- Exercise inputs
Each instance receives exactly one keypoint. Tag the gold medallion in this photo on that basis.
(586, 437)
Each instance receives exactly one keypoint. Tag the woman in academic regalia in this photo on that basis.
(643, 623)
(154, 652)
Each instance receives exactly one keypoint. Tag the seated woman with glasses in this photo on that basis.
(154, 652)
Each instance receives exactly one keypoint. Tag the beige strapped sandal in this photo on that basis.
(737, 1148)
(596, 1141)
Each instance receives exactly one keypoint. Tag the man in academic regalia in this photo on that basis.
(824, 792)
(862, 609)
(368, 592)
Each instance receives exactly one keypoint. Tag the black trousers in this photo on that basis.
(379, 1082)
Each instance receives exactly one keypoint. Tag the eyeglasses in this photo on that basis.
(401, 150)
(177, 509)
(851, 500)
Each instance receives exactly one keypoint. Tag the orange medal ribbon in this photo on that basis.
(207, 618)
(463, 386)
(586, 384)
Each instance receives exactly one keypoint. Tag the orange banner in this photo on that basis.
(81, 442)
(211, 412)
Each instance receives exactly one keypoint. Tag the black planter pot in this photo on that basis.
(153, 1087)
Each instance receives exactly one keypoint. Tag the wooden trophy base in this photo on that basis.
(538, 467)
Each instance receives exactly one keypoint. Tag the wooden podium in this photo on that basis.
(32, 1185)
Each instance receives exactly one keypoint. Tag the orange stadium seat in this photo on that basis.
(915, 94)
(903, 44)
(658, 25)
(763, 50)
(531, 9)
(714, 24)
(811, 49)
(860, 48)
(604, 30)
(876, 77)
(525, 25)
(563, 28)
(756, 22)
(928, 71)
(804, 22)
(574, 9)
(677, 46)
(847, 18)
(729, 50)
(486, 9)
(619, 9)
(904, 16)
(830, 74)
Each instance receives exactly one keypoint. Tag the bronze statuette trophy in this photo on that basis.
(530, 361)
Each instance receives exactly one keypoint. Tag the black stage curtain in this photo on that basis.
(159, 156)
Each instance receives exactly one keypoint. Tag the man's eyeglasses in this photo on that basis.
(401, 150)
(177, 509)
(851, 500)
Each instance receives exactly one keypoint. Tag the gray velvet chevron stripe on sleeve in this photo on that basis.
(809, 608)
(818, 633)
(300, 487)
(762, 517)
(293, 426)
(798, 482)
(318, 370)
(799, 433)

- Problem to work on
Word for word, restate all of the entries.

- Finished exercise
Each instance receives exactly one keypoint. Tag the gold medallion in this photo on that basis.
(586, 437)
Each instance receives exactly one keypoint. Tag the woman in academic regalia in this photo on that basis.
(643, 623)
(154, 652)
Each instance receives exactly one keypoint. Tag the seated woman with glasses in this photo on that basis.
(154, 652)
Each instance receives exactly one keypoint. Tag the beige strapped sandal in this photo on that basis.
(737, 1148)
(596, 1141)
Each instance receives exactly one keypoint. Tag the man in academic regalia in this photo on that basis.
(824, 792)
(862, 609)
(368, 592)
Each instance receives exactly one keypoint. Tag the black trousers in this photo on that basis.
(379, 1082)
Each instance receives exactly one keypoint. Tag the eyeglasses in this photo on that basis.
(401, 150)
(177, 509)
(851, 500)
Each instance receives exactly one keypoint. Tag the orange medal ribbon in this photo on that basis.
(207, 618)
(463, 386)
(586, 384)
Each instance receives exactly one keypoint. Tag the orange banner in this photo on that basis.
(81, 442)
(211, 412)
Each instance receives exactly one keypoint. Tag the black planter pot in this photo on that basis.
(153, 1087)
Each instance receives exactly one keypoint. Tag the wooden trophy base in this photo on that basis.
(538, 467)
Each instance receives exactly one keypoint. Tag the wooden podium in this photo on that basis.
(32, 1185)
Each instance receives exactly one keypoint. Tag the orange stadium seat in this photo on that basis.
(915, 94)
(903, 44)
(658, 25)
(763, 50)
(531, 9)
(714, 24)
(811, 49)
(860, 48)
(604, 30)
(876, 77)
(525, 25)
(563, 28)
(756, 22)
(928, 71)
(804, 22)
(574, 9)
(677, 46)
(847, 18)
(729, 50)
(486, 9)
(619, 9)
(904, 16)
(830, 74)
Each instance receives exactly one keypoint. Tag the bronze statuette trophy in this photo on that basis.
(530, 361)
Each instance receives exactly one keypoint. Tag the black stage curtain in this photo on that basis.
(159, 156)
Each instance receives exactly one keypoint. Tag the man's eyeglasses in this photo on that basis.
(401, 150)
(177, 509)
(851, 500)
Each instance receives exactly one keypoint. Tag the gray velvet chevron stripe on sleeve in this photo on that basis.
(809, 608)
(818, 633)
(300, 487)
(762, 517)
(293, 426)
(798, 482)
(318, 370)
(799, 433)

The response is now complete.